| Text shown |
BEGIN
Freedom of expression through art
- On September 4, 2019
- September / October 2019
Freedom of expression through art
For more than 25 years, the Boom Gate Art Gallery has given Long Bay Correctional Complex inmates a creative outlet and improved their mental health.
Some of the most frequent visitors to the Boom Gate Art Gallery are partners and children of the inmates who create the works on display.
“Often the families will come to the gallery to see their loved one’s work, and they can’t believe the quality of the art – the kids will come running up to the wall and you can see how proud they are of their father,” says Damian Moss, who began co-managing the gallery in 2017. “That’s really rewarding.”
Mr Moss has seen the transformative power art has for inmates – many of whom have had very few positive creative and educational experiences in their lives before their incarceration.
He recalls one inmate with mental health issues. “He never spoke to anyone. He couldn’t even speak with the psychologist. But then he started painting and it completely changed his personality. Through art, he was able to tell the story of his past.”
The Boom Gate Gallery opened as a trial at Long Bay in 1992 and sells paintings, drawings, sculptures and other artistic creations by inmates.
The artworks, which are produced as part of the Art Behind Bars program, not only give inmates an opportunity to use their time productively, but they provide a source of rehabilitation, income, and potential skill to help them earn income upon their release.
Inmates are referred by custodial and non-custodial staff, psychologists, welfare and education staff. They are encouraged to practise and develop their art in their cells.
“Making art is an inherently therapeutic process because it’s quiet and focused, and for many inmates, it’s the first ‘honest’ money they’ve earned in their life,” Mr Moss says.
If the work is of high enough standard, arrangements are made to feature the art in the gallery.
Up to 25 artists are represented at any time, with prices ranging from $25 for individually painted cards; $70 for decorated clap sticks, while paintings start at $50. Up to 75% of the sale price goes to the artist, with the remainder used for administration and art supplies. Prices are determined jointly by the artist and the gallery.
“People are gobsmacked by the variety and the technical skill,” Mr Moss says.
More than 80% of the works exhibited in the gallery are created by Aboriginal and Torres Strait Islander inmates. Mr Moss adds that “their work is full of meaning and has a strong sense of colour and design.”
When prisoners sell their first piece, they are often elated, Mr Moss says. “This is such a huge boost to their self-esteem and confidence – often it sparks a new beginning for inmates.”
He adds that in many cases the money is passed on to inmates’ families.
For the first time ever, the Boom Gate Gallery is partnering (and will be a satellite venue) with UNSW’s Big Anxiety Festival. The festival, which is the largest mental health and arts festival in the world, will be held 27 September to 3 November. This year’s focus is on Empathy and Stigma; Care and Healing; and Suicide Prevention.
END
| Stored data |
BEGIN
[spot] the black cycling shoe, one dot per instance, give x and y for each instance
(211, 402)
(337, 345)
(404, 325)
END
BEGIN
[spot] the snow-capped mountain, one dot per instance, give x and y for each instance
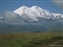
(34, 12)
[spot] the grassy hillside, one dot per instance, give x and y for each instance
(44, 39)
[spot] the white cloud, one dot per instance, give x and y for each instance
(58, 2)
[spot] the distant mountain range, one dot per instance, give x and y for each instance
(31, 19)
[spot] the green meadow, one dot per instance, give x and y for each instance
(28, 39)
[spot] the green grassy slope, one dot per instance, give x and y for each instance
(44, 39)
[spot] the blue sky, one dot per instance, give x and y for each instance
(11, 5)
END
| What you need to do |
Answer these questions from the text on the prison art gallery:
1. In what year did the Boom Gate Gallery open as a trial at Long Bay?
2. What share of the sale price can go to the artist?
3. Which festival is the gallery partnering with for the first time?

| Solved exercise |
1. 1992
2. Up to 75%
3. UNSW's Big Anxiety Festival